▶ _DIE AUFGABEN_:
A: Nennen Sie alle Jahreszahlen, die im Text über die Fluchtrouten nach Griechenland vorkommen.
B: Schreiben Sie aus dem Text über die Fluchtrouten nach Griechenland den Abschnitt ab, der mit „Auf dem Höhepunkt“ beginnt und bis einschließlich „Bau eines Grenzzauns.“ reicht.
C: Führen Sie den Text über die Fluchtrouten nach Griechenland im Anschluss an seinen letzten Satz weiter.

▶ _DOKUMENTTEXT_:

Keine Entspannung in der Ägäis

Auf dem Höhepunkt der Flüchtlingskrise im Jahr 2015 waren Hunderttausende, in Schlauchboote gepfercht, auf einer der Ägäisinseln gelandet. Die Landgrenze, am östlichsten Zipfel Griechenlands, spielte damals eine Nebenrolle. Sie galt als so gut wie unbezwingbar. Einige Grenzabschnitte sind vermint, und auf beiden Seiten standen sich schwerbewaffnete Soldaten und Grenzbeamte der verfeindeten Nato-Partner gegenüber. Bis Anfang 2013 wurde der Weg über den Evros hingegen als Hauptroute genutzt. Das änderte sich erst mit dem Bau eines Grenzzauns.

Was erklärt die jüngste Verlagerung auf den Fluchtrouten? Wer über den Evros watet, hat grössere Chancen, dass er sich nach einer Registrierung frei im EU-Land bewegen kann. Migranten, die hingegen über die Ägäis nach Griechenland gelangen, werden meist monatelang in völlig überbelegten Aufnahmelagern (Hot Spots) festgehalten. Das höchste griechische Verwaltungsgericht übte im April zwar Kritik an dieser Praxis. Die Bewegungsfreiheit der Schutzsuchenden dermassen einzuschränken, lasse sich nicht durch ein öffentliches Interesse rechtfertigen.

Doch wollen die griechischen Asylbehörden an dieser Regelung festhalten, da sonst an einem Grundpfeiler des EU-Türkei-Flüchtlingspakts von 2016 gerüttelt würde. Dieser sieht vor, dass Migranten belohnt werden sollen, die in der Türkei bleiben und sich von dort um das Recht zum Aufenthalt in der EU bemühen. Schutzsuchende, die es trotzdem auf eine der Ägäisinseln schaffen, sollen nach Prüfung ihres Asylantrags wieder in die Türkei zurückgeschickt werden. Dies ist allerdings nur in bescheidenem Umgang geschehen. Seit dem Inkrafttreten des Flüchtlingsabkommens schafften es von der Türkei rund 70 000 Migranten nach Griechenland. In die andere Richtung waren es weniger als 2000. Daher kommt die griechische Asylbürokratie nicht umhin, die Verlegung auf das Festland zu beschleunigen.

▶ _BEREITGESTELLTES MATERIAL_:
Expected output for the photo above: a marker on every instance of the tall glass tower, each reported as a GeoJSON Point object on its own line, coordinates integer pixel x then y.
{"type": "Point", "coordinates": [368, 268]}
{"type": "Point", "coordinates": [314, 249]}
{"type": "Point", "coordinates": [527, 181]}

▶ _DIE ANTWORTEN_:
A: 2015, 2013, 2016

B:
Auf dem Höhepunkt der Flüchtlingskrise im Jahr 2015 waren Hunderttausende, in Schlauchboote gepfercht, auf einer der Ägäisinseln gelandet. Die Landgrenze, am östlichsten Zipfel Griechenlands, spielte damals eine Nebenrolle. Sie galt als so gut wie unbezwingbar. Einige Grenzabschnitte sind vermint, und auf beiden Seiten standen sich schwerbewaffnete Soldaten und Grenzbeamte der verfeindeten Nato-Partner gegenüber. Bis Anfang 2013 wurde der Weg über den Evros hingegen als Hauptroute genutzt. Das änderte sich erst mit dem Bau eines Grenzzauns.

C:
Wegschauen am Grenzfluss?

An Attraktivität gewonnen hat die Landroute zudem durch offenbar laschere Kontrollen. Griechische Behörden beschuldigen das Nachbarland, absichtlich wegzuschauen und dadurch die EU unter Druck zu setzen. Ankara fühlt sich verschaukelt, weil Brüssel wegen der Menschenrechtslage die Visaliberalisierung für Türken auf unbestimmte Zeit vertagt hat.

Laut Medienberichten und Augenzeugen halten sich aber auch die hellenischen Grenzschützer zurück. Auslöser war offenkundig die Inhaftierung von zwei griechischen Grenzsoldaten durch die Türkei. Der Offizier und ein Untergebener hatten sich Anfang März bei schlechtem Wetter verirrt und liefen auf türkischem Boden einer Patrouille in die Hände. Sie warten in einem Hochsicherheitsgefängnis auf ihren Prozess.

Vor diesem Hintergrund will Griechenland allem Anschein nach nicht riskieren, dass noch mehr Beamte zu potenziellen Geiseln werden. Der türkische Machthaber sprach sich ohne Hemmungen für einen Tausch mit türkischen Offizieren aus, die nach dem Putsch nach Griechenland geflüchtet waren.

Afghanen abgefangen

Der Andrang von Flüchtlingen im Osten Griechenlands hat die Behörden kalt erwischt. Am Grenzort Fylakio existieren nur rudimentäre Betreuungseinrichtungen. Das UNHCR beschreibt die Situation dort als unhaltbar.

Gleichzeitig ist die Fluchtbewegung in der Ägäis nicht etwa zum Stillstand gekommen: Von Januar bis April 2018 traten über 8000 Menschen die gefährliche Überfahrt an, grossmehrheitlich Syrer und Iraker. Das entspricht einer Zunahme von rund 60 Prozent gegenüber den ersten vier Monaten 2017. Die türkische Nichtregierungsorganisation Asma, die soziale Nothilfe und Übersetzungsdienste für Flüchtlinge anbietet, sah sich gezwungen, ihren Acht-Stunden-Betrieb in der Küstenstadt Izmir auszubauen. In der Nacht werde man zwei oder drei Mal zu Einsätzen aufgeboten, sagt Esra Simsir von Asma, die mit den Behörden zusammenarbeitet.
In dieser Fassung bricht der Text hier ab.